SELECTION =>
This thread is too funny, but im with this guy. I dont understand how all of these guys on this forum can buy a bow from a guy that did all of the above. Granted i dont know the whole story, but have a good idea how it all went down. I dont see how you can buy a bow that wont be allowed to be made after september. Im sure he will come up with some other bows, that could be great. For now im sticking with bowtech, and depending on what comes out this year i may switch to another brand. I just dont think i could buy from a guy that has done what kevin has done.


----------



## meanv2 (Jan 28, 2004)

mq32hunter said:


> This thread is too funny, but im with this guy. I dont understand how all of these guys on this forum can buy a bow from a guy that did all of the above. Granted i dont know the whole story, but have a good idea how it all went down. I dont see how you can buy a bow that wont be allowed to be made after september. Im sure he will come up with some other bows, that could be great. For now im sticking with bowtech, and depending on what comes out this year i may switch to another brand. I just dont think i could buy from a guy that has done what kevin has done.


I'm with you!!  Never said the bows weren't good. It's funny guys Love their Elites but Bowtech are junk. Hence fantasizers


----------



## sagecreek (Jul 15, 2003)

mq32hunter said:


> Granted i dont know the whole story, but have a good idea how it all went down.

EXTRACTED DATA =>
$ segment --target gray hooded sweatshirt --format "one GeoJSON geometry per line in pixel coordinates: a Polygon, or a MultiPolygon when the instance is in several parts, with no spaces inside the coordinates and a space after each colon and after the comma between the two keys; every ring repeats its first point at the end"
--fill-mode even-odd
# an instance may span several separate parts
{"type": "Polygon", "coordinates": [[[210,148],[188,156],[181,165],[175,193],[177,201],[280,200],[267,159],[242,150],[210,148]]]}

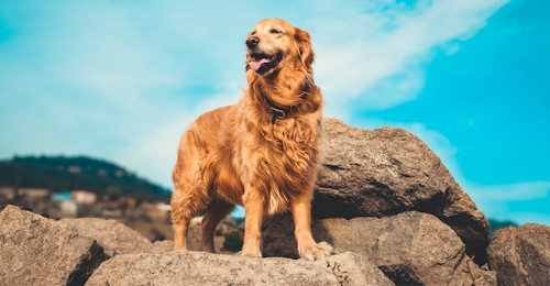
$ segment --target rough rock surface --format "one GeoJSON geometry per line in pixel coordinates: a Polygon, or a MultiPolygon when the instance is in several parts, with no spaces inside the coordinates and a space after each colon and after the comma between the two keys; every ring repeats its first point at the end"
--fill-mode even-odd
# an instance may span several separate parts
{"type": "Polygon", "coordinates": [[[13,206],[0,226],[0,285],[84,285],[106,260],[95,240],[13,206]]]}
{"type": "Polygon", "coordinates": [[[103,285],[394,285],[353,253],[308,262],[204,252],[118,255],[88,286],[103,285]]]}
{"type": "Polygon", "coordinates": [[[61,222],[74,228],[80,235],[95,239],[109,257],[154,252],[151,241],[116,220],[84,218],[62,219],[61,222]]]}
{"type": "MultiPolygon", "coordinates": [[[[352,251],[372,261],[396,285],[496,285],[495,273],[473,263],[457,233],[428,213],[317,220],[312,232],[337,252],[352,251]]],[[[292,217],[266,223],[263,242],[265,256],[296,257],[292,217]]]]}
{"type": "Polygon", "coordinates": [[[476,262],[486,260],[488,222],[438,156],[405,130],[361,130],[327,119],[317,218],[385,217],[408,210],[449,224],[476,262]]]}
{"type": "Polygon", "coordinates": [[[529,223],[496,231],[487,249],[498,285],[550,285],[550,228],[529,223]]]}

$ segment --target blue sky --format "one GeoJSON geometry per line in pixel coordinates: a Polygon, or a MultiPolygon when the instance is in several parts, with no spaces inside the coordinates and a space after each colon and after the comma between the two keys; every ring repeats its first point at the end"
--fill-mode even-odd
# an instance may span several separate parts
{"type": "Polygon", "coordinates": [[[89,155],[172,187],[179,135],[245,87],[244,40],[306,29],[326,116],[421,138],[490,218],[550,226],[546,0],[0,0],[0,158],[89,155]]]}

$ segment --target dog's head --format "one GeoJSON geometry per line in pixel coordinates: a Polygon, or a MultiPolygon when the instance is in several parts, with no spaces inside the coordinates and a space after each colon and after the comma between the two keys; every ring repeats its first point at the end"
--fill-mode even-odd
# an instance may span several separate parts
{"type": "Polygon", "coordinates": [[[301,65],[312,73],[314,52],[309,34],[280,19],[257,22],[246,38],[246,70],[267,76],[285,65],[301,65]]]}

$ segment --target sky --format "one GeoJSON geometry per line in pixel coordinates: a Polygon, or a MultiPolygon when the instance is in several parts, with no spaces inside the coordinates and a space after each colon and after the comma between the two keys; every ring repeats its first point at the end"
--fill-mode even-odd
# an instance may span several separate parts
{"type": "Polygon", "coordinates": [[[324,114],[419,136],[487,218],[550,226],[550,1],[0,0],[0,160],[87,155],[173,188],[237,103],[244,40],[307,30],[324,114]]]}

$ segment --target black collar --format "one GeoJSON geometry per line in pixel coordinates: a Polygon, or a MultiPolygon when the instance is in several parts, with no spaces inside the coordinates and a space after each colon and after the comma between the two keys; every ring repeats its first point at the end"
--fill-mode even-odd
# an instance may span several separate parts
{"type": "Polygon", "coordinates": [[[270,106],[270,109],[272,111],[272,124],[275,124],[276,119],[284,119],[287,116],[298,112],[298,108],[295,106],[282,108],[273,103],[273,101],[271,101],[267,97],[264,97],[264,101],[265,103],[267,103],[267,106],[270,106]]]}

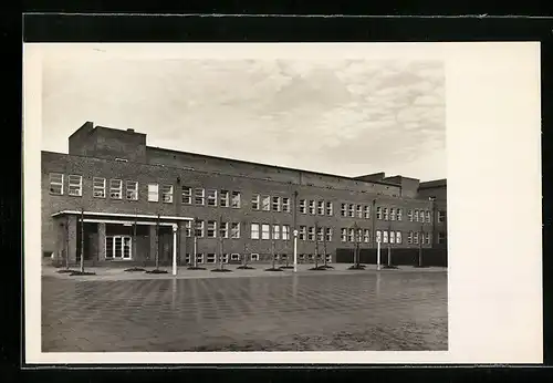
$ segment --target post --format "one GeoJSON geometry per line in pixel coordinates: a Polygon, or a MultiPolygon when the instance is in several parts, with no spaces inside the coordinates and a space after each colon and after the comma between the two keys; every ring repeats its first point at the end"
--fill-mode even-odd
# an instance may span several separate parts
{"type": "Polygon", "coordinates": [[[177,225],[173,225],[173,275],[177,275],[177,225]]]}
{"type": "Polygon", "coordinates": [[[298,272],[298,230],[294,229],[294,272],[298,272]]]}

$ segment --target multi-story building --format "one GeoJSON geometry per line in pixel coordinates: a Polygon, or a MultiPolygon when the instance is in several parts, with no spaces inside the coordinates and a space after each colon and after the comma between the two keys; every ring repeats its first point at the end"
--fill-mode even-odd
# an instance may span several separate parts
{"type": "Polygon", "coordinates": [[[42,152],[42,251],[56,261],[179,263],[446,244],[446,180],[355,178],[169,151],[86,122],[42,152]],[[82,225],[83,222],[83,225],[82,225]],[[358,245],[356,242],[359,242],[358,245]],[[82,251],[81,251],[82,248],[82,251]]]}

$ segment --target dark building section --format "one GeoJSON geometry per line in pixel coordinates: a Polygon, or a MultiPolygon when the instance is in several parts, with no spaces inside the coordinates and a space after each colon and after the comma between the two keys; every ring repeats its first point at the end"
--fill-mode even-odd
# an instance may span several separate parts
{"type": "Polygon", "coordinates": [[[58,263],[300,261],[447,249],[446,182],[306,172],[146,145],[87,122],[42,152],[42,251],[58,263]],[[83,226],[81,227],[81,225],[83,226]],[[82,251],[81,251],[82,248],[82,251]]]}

DO THIS =>
Can you repeat, word for word, the part of the archery forum thread above between "I'm with you!!" and "(Jul 15, 2003)", inclusive?

FINAL ANSWER =>
I'm with you!!  Never said the bows weren't good. It's funny guys Love their Elites but Bowtech are junk. Hence fantasizers


----------



## sagecreek (Jul 15, 2003)